→ What you should do
Rewrite the part of the material below that begins with the line containing "Please place a point on every instance of the shoe" and runs through the end of the material, keeping the request line. Shift every point coordinate in the answers by adding 140 to each number.

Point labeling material
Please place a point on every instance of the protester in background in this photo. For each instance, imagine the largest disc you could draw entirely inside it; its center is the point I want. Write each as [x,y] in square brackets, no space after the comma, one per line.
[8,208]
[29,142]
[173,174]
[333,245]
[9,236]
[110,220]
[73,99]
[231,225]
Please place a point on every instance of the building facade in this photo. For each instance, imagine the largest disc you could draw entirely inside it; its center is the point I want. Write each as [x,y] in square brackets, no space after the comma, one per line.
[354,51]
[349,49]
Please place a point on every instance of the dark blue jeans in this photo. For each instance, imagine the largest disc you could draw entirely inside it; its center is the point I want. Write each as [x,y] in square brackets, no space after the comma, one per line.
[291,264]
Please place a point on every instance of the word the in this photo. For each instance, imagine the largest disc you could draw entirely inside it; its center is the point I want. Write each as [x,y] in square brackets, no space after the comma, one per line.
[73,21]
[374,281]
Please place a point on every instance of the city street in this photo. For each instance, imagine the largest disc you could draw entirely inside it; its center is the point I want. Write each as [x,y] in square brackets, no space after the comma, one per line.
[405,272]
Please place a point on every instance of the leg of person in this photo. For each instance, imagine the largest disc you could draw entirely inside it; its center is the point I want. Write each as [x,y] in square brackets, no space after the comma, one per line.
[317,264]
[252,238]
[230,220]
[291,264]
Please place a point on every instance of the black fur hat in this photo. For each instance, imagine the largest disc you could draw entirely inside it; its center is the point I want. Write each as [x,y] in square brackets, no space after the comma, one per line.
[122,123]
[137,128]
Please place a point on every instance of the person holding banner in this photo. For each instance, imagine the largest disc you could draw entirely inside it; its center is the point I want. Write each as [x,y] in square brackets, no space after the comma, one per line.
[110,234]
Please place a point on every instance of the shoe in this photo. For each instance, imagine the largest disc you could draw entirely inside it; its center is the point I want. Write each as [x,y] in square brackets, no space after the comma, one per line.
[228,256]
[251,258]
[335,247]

→ Output below
Please place a point on every instance of the shoe in this photo. For each instance, imagine the largest disc you could draw entirely inside it; its center is the point I want. Write each as [x,y] in square brackets, no space after the comma, one per line.
[368,396]
[391,398]
[475,387]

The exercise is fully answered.